#### [READING PASSAGE]
-.-.-

An important affirmation of John Paul II has raised a great clamour all round the world
The Pope Has Said:
“Animals Too Have Souls,
Just Like Men”

During a public audience in 1990, the Holy Father affirmed that the animals, like men, were given the ‘breath of life’ by God. The Vatican squarely confronted this concept for the first time. At the Pope’s statement, Monsignor Canciani, who welcome dogs and cats into his Church in Rome, said he had “experienced a great joy. Now I sincerely hope that other priests will follow my example …”
by Mimmo Pacifici
Rome, January 1990

Translated by Piera Smith from Genre Magazine and Man/Nature/Animals, January 1990.

“When the Pope stated that ‘also the animals possess a soul and that men must love and feel solidarity with our smaller brethren’, I felt greatly moved. At last my work for the world of animals had been rewarded. I have welcomed my parishioners into Church for Mass accompanied by their dogs, cats and other faithful animal friends for a number of years because I have long recognized the justice in maintaining that all God’s creatures have the right to approach their Creator. My decision has at times caused controversy. But now that the Holy Father has affirmed that the animals are as “near to God as men are”, those people who have criticized me must surely change their opinion.”

The speaker is Monsignor Canciani, 60 years old, Vicar of the Roman Church, San Giovanni dei Fiorentini, already well-known the world over for having opened his church doors to animals and because he also specially blesses them together with his parishioners twice a year. Monsignor Canciani is happy because in a homily given at the Vatican during a recent weekly audience the Pope made a number of important statements about the creation of animals and their relationship with men and with God. The Pontiff in fact stated that all animals are “fruit of the creative action of the Holy Spirit and merit respect.”

So what did the Holy Father actually say about animals, and why are these words considered to be so important? Let us read together extracts from his homily.

John Paul II quoting from several verses of Genesis spoke of the Divine creative action of the Holy Spirit and said: “…in the account of the Creation, the way in which man was created suggests a relationship with the spirit or ‘breath’ of God. And one reads that after having created man from the dust of the earth, the Lord God “breathed life into his nostrils and man became a living soul”.

The Holy Scriptures thereby make clear that God intervened by means of His breath of life or Spirit to make man a living soul. In man there is the “breath of life” which came from the “breath” of God Himself. In him lives breath which is similar to the very breath of God.

-.-.-

#### [GOAL OF THE EXERCISE]
Continue the article on the Pope's statement about animals' souls, picking up after its last sentence.

-.-.-

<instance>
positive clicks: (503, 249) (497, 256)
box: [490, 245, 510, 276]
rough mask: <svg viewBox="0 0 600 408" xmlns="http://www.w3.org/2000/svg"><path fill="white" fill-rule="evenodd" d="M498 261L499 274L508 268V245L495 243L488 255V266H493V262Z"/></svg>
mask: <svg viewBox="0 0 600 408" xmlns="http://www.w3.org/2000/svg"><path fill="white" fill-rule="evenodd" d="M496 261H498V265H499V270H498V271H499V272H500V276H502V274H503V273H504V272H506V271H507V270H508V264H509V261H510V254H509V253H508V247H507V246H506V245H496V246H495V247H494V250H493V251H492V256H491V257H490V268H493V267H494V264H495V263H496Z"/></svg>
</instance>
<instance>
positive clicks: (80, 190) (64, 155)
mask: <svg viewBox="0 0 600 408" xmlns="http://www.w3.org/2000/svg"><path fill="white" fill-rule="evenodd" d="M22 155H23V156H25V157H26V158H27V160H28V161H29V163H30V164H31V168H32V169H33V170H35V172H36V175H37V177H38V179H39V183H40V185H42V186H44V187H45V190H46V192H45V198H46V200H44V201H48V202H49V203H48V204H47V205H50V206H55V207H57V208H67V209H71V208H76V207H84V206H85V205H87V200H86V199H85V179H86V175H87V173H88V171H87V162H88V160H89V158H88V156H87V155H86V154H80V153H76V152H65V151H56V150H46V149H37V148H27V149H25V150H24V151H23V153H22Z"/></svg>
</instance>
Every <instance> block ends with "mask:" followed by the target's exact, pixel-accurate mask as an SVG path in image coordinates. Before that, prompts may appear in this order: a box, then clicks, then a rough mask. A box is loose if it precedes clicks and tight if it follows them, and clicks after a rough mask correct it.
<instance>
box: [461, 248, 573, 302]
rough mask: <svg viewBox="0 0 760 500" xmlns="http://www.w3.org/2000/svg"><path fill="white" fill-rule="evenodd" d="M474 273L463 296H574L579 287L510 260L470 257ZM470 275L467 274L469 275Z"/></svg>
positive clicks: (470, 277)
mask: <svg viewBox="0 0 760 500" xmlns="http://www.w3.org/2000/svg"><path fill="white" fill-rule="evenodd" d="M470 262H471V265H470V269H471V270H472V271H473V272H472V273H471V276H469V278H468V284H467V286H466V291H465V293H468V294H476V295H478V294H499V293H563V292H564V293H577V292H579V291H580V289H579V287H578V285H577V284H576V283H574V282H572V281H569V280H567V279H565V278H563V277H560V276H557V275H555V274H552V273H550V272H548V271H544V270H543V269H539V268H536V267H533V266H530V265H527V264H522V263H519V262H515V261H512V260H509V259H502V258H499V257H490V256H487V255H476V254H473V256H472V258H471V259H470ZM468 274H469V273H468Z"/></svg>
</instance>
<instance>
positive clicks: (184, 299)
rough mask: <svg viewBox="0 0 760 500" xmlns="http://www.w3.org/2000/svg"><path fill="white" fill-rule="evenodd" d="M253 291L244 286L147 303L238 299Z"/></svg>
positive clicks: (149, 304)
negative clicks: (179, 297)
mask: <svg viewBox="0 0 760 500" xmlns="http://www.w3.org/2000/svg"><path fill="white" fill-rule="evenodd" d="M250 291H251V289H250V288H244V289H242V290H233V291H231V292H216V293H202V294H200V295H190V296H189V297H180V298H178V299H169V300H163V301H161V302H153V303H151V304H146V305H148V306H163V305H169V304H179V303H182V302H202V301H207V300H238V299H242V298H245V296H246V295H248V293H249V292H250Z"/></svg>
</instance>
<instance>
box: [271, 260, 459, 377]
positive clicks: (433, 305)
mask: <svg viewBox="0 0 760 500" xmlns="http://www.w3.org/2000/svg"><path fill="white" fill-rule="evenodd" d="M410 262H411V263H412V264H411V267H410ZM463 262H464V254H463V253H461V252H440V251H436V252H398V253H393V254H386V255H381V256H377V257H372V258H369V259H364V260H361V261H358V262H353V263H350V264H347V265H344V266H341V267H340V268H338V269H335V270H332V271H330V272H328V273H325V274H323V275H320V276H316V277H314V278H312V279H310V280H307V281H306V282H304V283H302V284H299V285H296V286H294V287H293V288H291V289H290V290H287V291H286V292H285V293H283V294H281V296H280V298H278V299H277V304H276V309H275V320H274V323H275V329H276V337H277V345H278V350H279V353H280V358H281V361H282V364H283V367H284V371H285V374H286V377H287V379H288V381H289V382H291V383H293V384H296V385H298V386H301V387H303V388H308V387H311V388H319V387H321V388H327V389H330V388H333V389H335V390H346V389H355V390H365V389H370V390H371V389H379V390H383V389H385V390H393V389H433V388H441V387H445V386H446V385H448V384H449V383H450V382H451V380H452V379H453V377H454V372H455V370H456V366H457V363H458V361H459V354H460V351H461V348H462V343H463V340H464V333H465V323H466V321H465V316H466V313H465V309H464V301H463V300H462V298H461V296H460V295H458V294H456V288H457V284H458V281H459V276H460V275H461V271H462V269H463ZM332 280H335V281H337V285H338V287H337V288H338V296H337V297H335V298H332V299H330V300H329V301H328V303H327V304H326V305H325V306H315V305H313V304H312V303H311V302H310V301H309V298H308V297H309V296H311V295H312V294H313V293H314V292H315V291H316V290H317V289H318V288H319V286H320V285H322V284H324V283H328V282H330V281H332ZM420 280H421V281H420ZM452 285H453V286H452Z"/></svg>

-.-.-

#### [RESULT FOR THIS EXERCISE]
Then the Pontiff spoke of the creation of the animals and said: “In Genesis, Chapter 2, where there is reference to the creation of the animals, there is not given a similar account of their relationship with the divine spirit of God as is given of that relationship with man. From the previous chapter we learn that “Man was created in the image and likeness of God”.


“However, other texts state that animals have the breath of life and were given it by God. In this respect man, created by the hand of God, is identical with all other living creatures. And so in Psalm 103* there is no distinction between man and beasts when it reads, addressing God: “…These wait all upon thee; that thou mayest give them their meat** in due course. That thou givest them, they gather: thou openest thy hand, they are filled with good.”
The psalmist continues: “Thou hidest thy face, they are troubled: thou takest away their breath, they die, and return to their dust. Thou sendest forth thy spirit, they are created: and thou renewest the face of the earth.” The existence therefore of all living creatures depends on the living spirit/breath of God that not only creates but also sustains and renews the face of the earth.”

This affirmation of the Pontiff has aroused enormous interest the world over and has overjoyed many thousands of Catholics who for many years have been deeply concerned that the Church should reiterate and give back to animals the proper respect and moral dignity due to the animal world which is often discriminated against and long been considered inferior to that of men.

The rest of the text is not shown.